I mean, there have been some experiments where people have you know, altered a few genes at the same time, and there have been cases actually where people have been able to cut out, you know, many dozens of pieces of DNA at once. But that's I won't say it's cheating, but what they're doing in a case like that is that they're actually looking for almost identical sequences of DNA
and cutting them all out. This is actually a study where researchers wanted to make a breed of pigs that would be safer for using for possible growing organs for transplantation, and the problem with pigs is that they have certain stretches of DNA in their genome that are actually viruses that got embedded in their genome. Lots of species have this, but you don't want to get a pig transplant and then suddenly have it producing viruses inside of you that
that would be bad. But with Crisper, it looks like you can actually go in and just edit all of those out at once, and so it might be possible to produce a breed of pigs that was free of these what are called hodogenous retroviruses. That's so fascinating. We're like long way off from like psychiatrists, instead of prescribing SSRIs, prescribing CRISPER. Yeah, no, I that will. I don't want to say never, you never know, But I mean one thing I hope my book gets across is just what
an insanely complicated proposal that would be. Because when you talk about traits like intelligence or personality, you're talking about things that are certainly influenced by genes, but they are influenced again by thousands of genes. In each gene is playing a part that we don't understand at all, and you know, maybe one makes a protein that makes some particular connection between neurons, maybe another one is involved with
the molecules that act as signals between neurons. But how that translates to, you know, depression is we just do not know. We nowhere near making those sorts of connections from the genetic level to the level of how we experience life. And not only that, but these genes are working in an environment, and so you know, you may it's possible, you may have genes that may put you at risk for certain conditions as an adult, but only like if you grow up in a very stressful environment.
If you don't, then they're not a risk factor at all. So to say like, oh well, if we just change this spelling, then everything's fine totally misses the point when it comes to our psychology. Yeah, it's an excellent point. So you talk about some examples that Stephen J. Gould talked about similar examples in The Mismeasure of Man, so like the Calikak family story. I mean, you also talk about cirl Bert's fraud. You know, I would be gray
if you could just briefly summarize that. But my real question is that you know, the truth of the matter is, even though some of their work was really shoddy, I mean, modern science does confirm some of their hypotheses nevertheless, in the sense that there is a genetic contribution not deterministic, but probabilistic to intelligence and IQ right, it's kind of a baby in bathwater situation. I focus a lot in the book on as you mentioned, this book called the
Calikak Family. This was actually and I organized that chapter actually around a woman who was the subject of this book and was sort of involuntarily turned in kind of a poster child for eugenics. Her name was Emma Wolverton, and she was institutionalized in a home for the quote unquote feeble minded, not because she was feeble minded, but because she basically got in the way her mother wanted to get rid of her so she could get remarried.

§ **About this task**
Resume the conversation about genes, CRISPR, and eugenics, picking up after its final sentence.

§ **The data**
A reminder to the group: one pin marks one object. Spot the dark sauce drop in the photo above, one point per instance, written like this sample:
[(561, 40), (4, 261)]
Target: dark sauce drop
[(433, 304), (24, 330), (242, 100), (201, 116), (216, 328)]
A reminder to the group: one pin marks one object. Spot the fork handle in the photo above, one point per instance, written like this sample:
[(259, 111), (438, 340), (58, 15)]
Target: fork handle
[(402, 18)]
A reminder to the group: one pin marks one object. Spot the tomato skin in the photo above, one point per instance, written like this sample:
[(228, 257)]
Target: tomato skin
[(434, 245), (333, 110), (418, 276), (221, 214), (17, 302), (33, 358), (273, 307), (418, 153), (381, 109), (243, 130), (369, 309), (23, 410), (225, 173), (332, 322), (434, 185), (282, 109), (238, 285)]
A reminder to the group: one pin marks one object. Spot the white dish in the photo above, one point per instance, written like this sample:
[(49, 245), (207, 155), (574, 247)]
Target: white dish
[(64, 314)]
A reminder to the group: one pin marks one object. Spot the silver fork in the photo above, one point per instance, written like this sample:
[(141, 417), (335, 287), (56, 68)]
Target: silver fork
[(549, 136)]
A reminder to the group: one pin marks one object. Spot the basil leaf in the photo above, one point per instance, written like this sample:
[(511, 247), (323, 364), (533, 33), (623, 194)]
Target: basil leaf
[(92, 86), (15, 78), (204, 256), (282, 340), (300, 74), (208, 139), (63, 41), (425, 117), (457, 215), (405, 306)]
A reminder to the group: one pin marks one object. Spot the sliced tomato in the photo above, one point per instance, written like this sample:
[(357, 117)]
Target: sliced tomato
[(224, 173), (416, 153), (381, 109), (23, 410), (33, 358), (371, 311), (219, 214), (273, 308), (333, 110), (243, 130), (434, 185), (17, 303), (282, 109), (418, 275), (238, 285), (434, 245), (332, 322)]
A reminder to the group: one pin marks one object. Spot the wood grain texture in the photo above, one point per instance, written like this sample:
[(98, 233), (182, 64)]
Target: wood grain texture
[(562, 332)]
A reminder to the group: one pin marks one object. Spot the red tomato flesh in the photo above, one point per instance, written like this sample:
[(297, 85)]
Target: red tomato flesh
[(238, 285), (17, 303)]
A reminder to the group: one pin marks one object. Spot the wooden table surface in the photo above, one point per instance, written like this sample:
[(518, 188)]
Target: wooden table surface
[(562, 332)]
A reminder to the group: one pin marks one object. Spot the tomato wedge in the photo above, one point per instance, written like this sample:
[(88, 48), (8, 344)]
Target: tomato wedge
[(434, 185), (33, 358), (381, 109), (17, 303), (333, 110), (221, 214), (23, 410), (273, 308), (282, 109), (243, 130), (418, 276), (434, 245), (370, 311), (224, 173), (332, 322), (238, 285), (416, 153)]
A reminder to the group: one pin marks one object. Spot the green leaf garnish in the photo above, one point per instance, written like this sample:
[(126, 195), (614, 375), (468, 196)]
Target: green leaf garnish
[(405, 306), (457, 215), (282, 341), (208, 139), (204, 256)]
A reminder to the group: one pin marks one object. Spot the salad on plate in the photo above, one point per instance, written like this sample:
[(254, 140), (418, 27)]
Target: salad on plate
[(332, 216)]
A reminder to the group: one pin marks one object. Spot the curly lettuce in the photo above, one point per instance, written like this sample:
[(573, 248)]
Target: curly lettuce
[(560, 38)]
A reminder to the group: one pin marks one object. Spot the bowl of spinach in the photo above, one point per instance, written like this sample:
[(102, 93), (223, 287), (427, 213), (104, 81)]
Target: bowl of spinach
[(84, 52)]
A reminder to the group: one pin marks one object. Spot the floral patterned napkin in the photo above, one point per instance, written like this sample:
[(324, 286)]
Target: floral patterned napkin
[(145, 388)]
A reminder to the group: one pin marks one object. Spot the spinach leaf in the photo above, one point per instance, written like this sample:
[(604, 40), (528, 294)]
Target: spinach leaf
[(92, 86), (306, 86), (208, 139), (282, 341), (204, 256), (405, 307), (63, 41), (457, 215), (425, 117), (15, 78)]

§ **Answer to the problem**
And this happened all the time, and as she would end up spending her entire life in institutions, even though she could very well have survived as fine on her own in the outside world. When she was a teenager, she met a man named Henry Goddard who was a psychologist who was hired at her school. The violand training school, and he discovered intelligence testing in Europe, which was just a way of trying to decide whether children were sort of kind of had an average mental age for their age,
or were a little slow or little ahead. And he started testing the students and then got so excited by the results he was getting that he started to think that he could come up with a whole science of intelligence. And around this time he discovers genetics, which is very new at the time, and decides to go off and
find the families of his students. And what he does is he draws pedigrees for all his students, and he will mark, you know, people who lived fifty one hundred, one hundred and fifty years earlier as feeble minded, just from the stories that his field workers would hear. And then he would then use this as evidence that feeble mindedness was a simple genetic trait, maybe carried by one gene.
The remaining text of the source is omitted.